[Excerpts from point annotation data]

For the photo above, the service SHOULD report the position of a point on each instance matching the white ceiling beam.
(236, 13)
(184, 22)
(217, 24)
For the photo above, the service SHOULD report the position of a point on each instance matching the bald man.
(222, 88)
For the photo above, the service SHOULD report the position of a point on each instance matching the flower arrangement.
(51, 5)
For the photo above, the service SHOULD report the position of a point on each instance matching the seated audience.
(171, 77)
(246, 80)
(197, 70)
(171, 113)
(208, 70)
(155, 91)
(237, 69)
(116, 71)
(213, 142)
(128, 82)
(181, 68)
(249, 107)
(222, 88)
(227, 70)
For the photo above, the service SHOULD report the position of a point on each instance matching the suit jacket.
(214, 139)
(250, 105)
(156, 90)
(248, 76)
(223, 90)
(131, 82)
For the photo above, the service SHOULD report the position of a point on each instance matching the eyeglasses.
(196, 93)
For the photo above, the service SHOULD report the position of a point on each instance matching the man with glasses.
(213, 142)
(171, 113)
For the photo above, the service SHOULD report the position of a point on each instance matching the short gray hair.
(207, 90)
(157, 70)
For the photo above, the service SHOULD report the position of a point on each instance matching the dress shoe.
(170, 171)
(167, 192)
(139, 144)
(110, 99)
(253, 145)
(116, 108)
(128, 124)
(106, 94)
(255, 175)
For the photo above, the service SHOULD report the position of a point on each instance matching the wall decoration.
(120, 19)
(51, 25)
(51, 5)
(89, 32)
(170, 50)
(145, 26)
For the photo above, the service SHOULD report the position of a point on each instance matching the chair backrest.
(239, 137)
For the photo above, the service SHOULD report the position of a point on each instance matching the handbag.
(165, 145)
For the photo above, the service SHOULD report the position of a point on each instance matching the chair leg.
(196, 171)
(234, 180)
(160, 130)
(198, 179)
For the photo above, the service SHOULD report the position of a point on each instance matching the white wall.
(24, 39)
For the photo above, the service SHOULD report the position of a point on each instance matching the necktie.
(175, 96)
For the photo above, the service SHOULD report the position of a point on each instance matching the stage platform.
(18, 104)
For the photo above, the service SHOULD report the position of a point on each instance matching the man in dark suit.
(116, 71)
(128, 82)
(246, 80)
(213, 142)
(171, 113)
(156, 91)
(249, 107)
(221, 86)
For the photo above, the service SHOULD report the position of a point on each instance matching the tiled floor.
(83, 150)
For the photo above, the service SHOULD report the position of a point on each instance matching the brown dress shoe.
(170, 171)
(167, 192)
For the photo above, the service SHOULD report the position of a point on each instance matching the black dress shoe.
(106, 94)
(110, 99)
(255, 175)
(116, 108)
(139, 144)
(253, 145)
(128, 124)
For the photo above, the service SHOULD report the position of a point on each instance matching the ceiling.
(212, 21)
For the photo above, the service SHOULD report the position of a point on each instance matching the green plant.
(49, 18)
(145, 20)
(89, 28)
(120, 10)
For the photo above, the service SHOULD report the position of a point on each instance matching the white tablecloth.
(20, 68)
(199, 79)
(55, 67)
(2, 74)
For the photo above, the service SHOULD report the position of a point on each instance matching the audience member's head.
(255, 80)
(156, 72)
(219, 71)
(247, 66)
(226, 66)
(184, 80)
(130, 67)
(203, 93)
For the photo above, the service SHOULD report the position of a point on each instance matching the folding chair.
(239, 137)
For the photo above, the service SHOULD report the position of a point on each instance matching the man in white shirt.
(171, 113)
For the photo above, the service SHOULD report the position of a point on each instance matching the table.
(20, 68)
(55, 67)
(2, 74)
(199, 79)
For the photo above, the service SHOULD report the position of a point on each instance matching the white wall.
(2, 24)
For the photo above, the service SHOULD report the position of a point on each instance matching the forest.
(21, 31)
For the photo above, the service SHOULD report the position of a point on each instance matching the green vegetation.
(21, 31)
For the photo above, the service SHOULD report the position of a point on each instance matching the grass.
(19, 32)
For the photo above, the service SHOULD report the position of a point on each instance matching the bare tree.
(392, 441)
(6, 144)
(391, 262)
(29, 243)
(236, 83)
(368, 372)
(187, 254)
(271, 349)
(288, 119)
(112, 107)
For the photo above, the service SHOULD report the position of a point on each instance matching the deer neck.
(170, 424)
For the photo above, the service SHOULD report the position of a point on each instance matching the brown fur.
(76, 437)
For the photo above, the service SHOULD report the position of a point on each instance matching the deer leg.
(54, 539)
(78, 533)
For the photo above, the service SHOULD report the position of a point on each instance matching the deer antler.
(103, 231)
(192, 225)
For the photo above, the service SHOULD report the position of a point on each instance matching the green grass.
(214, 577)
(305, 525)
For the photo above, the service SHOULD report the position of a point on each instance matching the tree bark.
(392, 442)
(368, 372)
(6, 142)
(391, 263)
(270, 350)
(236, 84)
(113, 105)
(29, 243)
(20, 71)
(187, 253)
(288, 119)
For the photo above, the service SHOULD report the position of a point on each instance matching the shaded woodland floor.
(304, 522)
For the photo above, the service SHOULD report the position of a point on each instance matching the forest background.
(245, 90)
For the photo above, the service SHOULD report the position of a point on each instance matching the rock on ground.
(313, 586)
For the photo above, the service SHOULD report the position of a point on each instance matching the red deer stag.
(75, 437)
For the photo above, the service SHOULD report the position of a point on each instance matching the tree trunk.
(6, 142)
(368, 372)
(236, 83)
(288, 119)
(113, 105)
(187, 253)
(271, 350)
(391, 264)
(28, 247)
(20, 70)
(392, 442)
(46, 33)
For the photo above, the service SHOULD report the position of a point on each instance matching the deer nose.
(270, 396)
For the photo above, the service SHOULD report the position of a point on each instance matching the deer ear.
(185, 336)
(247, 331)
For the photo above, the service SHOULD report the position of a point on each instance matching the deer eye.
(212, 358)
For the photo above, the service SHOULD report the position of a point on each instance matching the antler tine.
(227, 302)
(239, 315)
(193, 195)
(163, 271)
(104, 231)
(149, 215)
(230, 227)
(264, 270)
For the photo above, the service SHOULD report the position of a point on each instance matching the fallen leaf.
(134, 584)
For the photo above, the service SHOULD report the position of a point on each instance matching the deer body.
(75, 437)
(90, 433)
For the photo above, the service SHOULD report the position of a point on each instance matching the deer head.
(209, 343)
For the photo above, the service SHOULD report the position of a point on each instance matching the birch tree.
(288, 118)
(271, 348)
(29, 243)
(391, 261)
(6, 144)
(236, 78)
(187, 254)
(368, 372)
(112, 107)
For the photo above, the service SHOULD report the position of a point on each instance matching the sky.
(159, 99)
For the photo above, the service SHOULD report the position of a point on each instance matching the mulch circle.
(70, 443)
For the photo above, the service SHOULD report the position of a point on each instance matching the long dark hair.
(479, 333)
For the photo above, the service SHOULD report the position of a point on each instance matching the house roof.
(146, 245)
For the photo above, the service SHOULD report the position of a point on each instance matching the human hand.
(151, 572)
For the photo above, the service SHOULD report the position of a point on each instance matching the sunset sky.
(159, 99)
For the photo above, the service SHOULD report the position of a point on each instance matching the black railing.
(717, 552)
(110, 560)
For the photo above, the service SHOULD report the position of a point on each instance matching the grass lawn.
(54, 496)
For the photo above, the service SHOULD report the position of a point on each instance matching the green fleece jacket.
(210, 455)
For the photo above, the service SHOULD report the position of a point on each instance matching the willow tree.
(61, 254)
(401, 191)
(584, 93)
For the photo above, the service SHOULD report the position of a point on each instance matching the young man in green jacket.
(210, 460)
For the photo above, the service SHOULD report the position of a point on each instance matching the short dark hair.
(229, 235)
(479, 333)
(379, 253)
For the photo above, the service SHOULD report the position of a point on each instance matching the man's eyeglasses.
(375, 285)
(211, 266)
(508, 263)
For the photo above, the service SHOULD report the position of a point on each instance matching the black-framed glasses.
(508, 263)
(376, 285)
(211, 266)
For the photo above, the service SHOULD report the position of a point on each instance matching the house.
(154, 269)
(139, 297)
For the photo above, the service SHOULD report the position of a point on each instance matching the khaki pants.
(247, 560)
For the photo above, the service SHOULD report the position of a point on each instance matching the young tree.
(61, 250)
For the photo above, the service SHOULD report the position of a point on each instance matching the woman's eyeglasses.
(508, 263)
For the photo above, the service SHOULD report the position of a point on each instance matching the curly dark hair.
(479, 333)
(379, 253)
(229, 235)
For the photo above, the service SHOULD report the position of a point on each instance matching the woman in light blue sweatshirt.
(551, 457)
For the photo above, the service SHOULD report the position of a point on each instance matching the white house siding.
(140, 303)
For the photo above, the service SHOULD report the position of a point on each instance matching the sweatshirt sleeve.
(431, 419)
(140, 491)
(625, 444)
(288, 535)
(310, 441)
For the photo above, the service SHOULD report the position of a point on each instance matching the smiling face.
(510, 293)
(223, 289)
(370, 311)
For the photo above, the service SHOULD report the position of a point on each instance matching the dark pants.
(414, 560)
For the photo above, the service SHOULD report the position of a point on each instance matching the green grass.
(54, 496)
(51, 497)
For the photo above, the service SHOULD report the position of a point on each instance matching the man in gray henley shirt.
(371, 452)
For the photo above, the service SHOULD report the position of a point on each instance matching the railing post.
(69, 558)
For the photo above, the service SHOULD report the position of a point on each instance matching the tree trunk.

_EXERCISE DIRECTIONS_
Take every line from the one containing "the dark pants." to the end of the listing and output it exactly, with nothing else.

_TASK SOLUTION_
For the photo above, the service SHOULD report the position of a point on each instance matching the dark pants.
(414, 560)
For the photo above, the service SHOULD report the position of a point on each instance matching the green grass.
(54, 496)
(51, 497)
For the photo above, the service SHOULD report the position of a point on each instance matching the man in gray henley shirt.
(371, 452)
For the photo above, the service SHOULD report the position of a point on each instance matching the railing post.
(69, 558)
For the photo above, the service SHOULD report the position of a point on each instance matching the tree trunk.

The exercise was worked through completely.